• _Stored data entries_
↓↓↓

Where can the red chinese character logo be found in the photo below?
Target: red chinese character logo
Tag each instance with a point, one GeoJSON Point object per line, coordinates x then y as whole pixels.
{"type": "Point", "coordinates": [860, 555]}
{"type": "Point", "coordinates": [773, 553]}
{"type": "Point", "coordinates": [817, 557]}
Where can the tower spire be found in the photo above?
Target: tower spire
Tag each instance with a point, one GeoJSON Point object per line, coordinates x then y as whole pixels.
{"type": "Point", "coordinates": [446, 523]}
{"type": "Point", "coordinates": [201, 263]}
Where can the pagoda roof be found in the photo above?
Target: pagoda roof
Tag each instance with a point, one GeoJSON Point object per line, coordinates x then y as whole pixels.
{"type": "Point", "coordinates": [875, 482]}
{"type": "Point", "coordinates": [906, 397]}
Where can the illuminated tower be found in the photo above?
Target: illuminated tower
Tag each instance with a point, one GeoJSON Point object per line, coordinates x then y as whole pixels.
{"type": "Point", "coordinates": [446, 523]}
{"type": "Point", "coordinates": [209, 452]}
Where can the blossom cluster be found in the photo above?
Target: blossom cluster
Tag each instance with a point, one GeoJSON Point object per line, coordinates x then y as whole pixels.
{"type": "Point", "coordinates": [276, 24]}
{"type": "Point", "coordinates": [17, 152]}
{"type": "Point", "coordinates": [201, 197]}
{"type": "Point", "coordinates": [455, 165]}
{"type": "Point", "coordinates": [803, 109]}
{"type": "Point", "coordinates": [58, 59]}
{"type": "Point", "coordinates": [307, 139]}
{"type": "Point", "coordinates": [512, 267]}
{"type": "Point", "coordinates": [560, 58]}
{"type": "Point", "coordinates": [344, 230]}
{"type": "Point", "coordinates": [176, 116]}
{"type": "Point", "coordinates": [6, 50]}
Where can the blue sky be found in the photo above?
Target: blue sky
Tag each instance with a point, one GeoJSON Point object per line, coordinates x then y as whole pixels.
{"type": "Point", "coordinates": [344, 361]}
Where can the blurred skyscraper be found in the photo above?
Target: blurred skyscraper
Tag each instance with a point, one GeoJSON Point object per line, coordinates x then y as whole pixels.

↑↑↑

Reproduce the material exactly, with every line intact.

• _RESPONSE_
Where can the red chinese character logo be found in the photo below?
Target: red chinese character logo
Tag each instance with a point, one GeoJSON Point object per line, coordinates x then y as whole pixels.
{"type": "Point", "coordinates": [860, 555]}
{"type": "Point", "coordinates": [773, 553]}
{"type": "Point", "coordinates": [817, 557]}
Where can the tower spire be found in the photo above?
Target: tower spire
Tag each instance with a point, one GeoJSON Point object per line, coordinates x then y as whole pixels.
{"type": "Point", "coordinates": [446, 523]}
{"type": "Point", "coordinates": [201, 263]}
Where can the pagoda roof be found in the photo above?
Target: pagoda roof
Tag each instance with a point, one GeoJSON Point object per line, coordinates x then y as whole pixels.
{"type": "Point", "coordinates": [875, 482]}
{"type": "Point", "coordinates": [906, 397]}
Where can the illuminated tower be found in the photo above?
Target: illuminated tower
Tag each instance with a point, one GeoJSON Point object per line, coordinates x then y as whole pixels.
{"type": "Point", "coordinates": [446, 523]}
{"type": "Point", "coordinates": [209, 452]}
Where can the blossom cluster be found in the photo above?
Target: blossom cluster
Tag each instance with a point, one GeoJSON Point object per line, coordinates x then y as whole pixels.
{"type": "Point", "coordinates": [276, 24]}
{"type": "Point", "coordinates": [17, 152]}
{"type": "Point", "coordinates": [201, 197]}
{"type": "Point", "coordinates": [455, 165]}
{"type": "Point", "coordinates": [803, 109]}
{"type": "Point", "coordinates": [58, 59]}
{"type": "Point", "coordinates": [307, 139]}
{"type": "Point", "coordinates": [512, 267]}
{"type": "Point", "coordinates": [560, 58]}
{"type": "Point", "coordinates": [344, 230]}
{"type": "Point", "coordinates": [176, 116]}
{"type": "Point", "coordinates": [6, 50]}
Where can the blue sky be found in the photo above?
Target: blue sky
Tag each instance with a point, one GeoJSON Point object per line, coordinates x then y as whole pixels.
{"type": "Point", "coordinates": [344, 361]}
Where can the blurred skyscraper be found in the photo above?
Target: blurred skyscraper
Tag each instance with a point, one GeoJSON Point object per line, coordinates x then y as whole pixels.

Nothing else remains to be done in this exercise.